Dataset entries
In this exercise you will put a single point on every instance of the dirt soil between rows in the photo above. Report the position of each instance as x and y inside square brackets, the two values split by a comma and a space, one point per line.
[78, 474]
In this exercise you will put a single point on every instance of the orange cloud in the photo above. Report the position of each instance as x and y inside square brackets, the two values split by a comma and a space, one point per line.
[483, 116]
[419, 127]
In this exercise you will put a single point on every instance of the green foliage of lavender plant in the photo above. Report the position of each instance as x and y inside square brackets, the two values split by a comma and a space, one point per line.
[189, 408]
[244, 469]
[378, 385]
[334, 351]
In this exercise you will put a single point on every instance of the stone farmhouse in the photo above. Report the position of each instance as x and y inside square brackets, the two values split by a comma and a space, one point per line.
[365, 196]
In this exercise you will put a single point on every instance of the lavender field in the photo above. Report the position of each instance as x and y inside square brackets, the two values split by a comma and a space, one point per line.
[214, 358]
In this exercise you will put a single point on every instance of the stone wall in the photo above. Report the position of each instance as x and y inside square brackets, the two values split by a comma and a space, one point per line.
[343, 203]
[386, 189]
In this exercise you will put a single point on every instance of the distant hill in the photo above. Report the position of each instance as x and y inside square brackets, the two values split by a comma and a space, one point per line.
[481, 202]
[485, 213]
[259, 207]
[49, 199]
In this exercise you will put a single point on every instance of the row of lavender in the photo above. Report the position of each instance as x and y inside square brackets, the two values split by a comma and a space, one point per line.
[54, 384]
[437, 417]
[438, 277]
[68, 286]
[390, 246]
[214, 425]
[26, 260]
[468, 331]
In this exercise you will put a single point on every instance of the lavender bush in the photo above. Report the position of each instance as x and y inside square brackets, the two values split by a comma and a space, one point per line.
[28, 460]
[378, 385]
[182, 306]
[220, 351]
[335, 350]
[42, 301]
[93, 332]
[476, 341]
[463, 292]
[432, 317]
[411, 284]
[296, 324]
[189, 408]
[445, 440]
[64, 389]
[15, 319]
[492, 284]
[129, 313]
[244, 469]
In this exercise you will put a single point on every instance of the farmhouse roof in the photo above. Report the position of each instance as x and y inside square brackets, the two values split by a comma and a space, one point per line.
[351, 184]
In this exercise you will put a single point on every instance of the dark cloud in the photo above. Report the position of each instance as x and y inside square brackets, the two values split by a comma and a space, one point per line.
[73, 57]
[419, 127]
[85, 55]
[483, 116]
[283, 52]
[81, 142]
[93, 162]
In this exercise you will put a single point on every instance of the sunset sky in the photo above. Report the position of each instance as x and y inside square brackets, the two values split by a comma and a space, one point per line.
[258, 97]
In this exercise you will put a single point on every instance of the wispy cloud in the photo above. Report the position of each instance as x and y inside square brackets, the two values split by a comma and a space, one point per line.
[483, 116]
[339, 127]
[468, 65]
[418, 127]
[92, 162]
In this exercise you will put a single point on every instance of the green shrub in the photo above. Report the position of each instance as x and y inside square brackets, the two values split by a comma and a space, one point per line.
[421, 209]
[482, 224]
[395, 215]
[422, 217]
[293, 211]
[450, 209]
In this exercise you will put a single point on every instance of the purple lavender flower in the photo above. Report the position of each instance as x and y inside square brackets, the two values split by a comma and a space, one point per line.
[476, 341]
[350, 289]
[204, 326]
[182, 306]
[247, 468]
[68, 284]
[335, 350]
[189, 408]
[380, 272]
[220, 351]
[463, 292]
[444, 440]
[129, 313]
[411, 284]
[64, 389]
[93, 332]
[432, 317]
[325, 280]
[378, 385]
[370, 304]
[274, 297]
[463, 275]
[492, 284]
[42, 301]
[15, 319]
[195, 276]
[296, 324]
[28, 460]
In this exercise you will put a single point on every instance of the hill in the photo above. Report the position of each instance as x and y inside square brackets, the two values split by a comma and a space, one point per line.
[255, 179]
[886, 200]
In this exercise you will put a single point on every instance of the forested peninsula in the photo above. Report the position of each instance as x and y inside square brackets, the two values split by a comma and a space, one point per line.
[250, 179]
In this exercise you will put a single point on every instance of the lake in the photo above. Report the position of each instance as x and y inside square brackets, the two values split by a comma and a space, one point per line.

ACTIVITY
The data above should be reproduced in full and exactly.

SOLVED PROBLEM
In this exercise you will put a single point on every instance of the dirt soil between rows in the photo above. Report the position of each instance as x and y inside square brackets, the two values split by a comma and a space, one point per line.
[78, 474]
In this exercise you will put a single point on every instance of the orange cloud in the photo above. Report the position of each instance as x and y inside square brackets, the two values split by a comma and a space, one point per line.
[483, 116]
[419, 127]
In this exercise you will put a single point on every instance of the green foliage of lavender plant in the photo above. Report the position of each instance as x and y inside square brackets, the two values split by a comma and a space, one point per line.
[189, 408]
[244, 469]
[378, 385]
[334, 351]
In this exercise you will put a single point on every instance of the stone farmhouse in the photo above. Report the position of each instance as x and y inside square brackets, the two values split by a comma and a space, one point per line.
[365, 196]
In this exercise you will put a single point on every instance of the lavender field in the photo above. Report the position of each instance as x and y inside square brackets, the two values split by a comma and a space, one point per line.
[214, 358]
In this exercise you will put a single point on every instance of the stone wall in the photo above. Report the position of each instance as x and y inside square brackets, the two values split by a comma and a space, one point per line.
[343, 203]
[386, 189]
In this exercise you will put a single point on every instance of the distant hill in the photo above. Report the position of each instance as x and y inside square brackets, the two values split by a comma and a space, one point per line.
[481, 202]
[485, 213]
[259, 207]
[49, 199]
In this exercise you will put a single point on every instance of the row of lavender in the photo above. Report the position of each instance as x and y inside square brackets, the two values split by a comma and a space, one point per line.
[54, 384]
[437, 417]
[438, 277]
[68, 286]
[390, 246]
[214, 425]
[26, 260]
[468, 331]
In this exercise you will put a single point on every instance of the lavender bush in the photo above. Report the position of each instance as x and y inside square brackets, the two values split by a comma and a space, one point per line.
[28, 460]
[378, 385]
[182, 306]
[220, 351]
[335, 350]
[42, 301]
[93, 332]
[476, 341]
[463, 292]
[432, 317]
[411, 284]
[296, 324]
[189, 408]
[445, 440]
[64, 389]
[15, 319]
[492, 284]
[129, 313]
[244, 469]
In this exercise you will put a single point on every instance of the farmhouse roof in the photo above. Report the position of each instance as x and y inside square brackets, the two values split by a comma and a space, one point per line.
[351, 184]
In this exercise you will put a single point on every instance of the dark cloud in the photo above. Report the position of each instance as x and y inside square brackets, the two values split by a comma and a space, one point per line.
[73, 57]
[419, 127]
[85, 55]
[483, 116]
[283, 52]
[81, 142]
[93, 162]
In this exercise you will put a single point on every instance of the sunset sky in the photo above. Report the position of each instance as x and y inside square brackets, the two values split by a comma and a space, one point per line.
[258, 97]
In this exercise you will put a single point on every instance of the wispy cloud in the photo above. Report the position of each instance as x and y inside square brackets, the two values split by a comma and a space, one point per line.
[483, 116]
[339, 127]
[468, 65]
[418, 127]
[92, 162]
In this exercise you will put a single point on every instance of the green shrub in the photo above. Report the position of each instance as x and y inside square brackets, the two values split by a comma and a space, one point per line.
[421, 209]
[482, 224]
[395, 215]
[422, 217]
[293, 211]
[450, 209]
In this exercise you will put a single point on every instance of the purple lavender flower in the photo above. Report the position of each instance as x and y inside square brackets, the two values split by a comma and a space, one point per line.
[476, 341]
[350, 289]
[204, 326]
[182, 306]
[247, 468]
[68, 284]
[335, 350]
[189, 408]
[380, 272]
[220, 351]
[463, 292]
[444, 440]
[129, 313]
[411, 284]
[64, 389]
[93, 332]
[432, 317]
[325, 280]
[378, 385]
[370, 304]
[274, 297]
[463, 275]
[492, 284]
[42, 301]
[15, 319]
[195, 276]
[296, 324]
[28, 460]
In this exercise you will put a single point on every instance of the hill in the photo above. Report the position of each instance as x and y inside square brackets, the two values split by a comma and a space, one point per line.
[255, 179]
[886, 200]
In this exercise you will put a single point on every instance of the forested peninsula in the photo above. Report the position of each instance as x and y inside square brackets, the two values split by a comma and a space, one point per line.
[250, 179]
In this exercise you will put a single point on every instance of the lake in the photo above. Report the position of each instance as x and y inside square brackets, the two values split by a comma and a space, one point per line.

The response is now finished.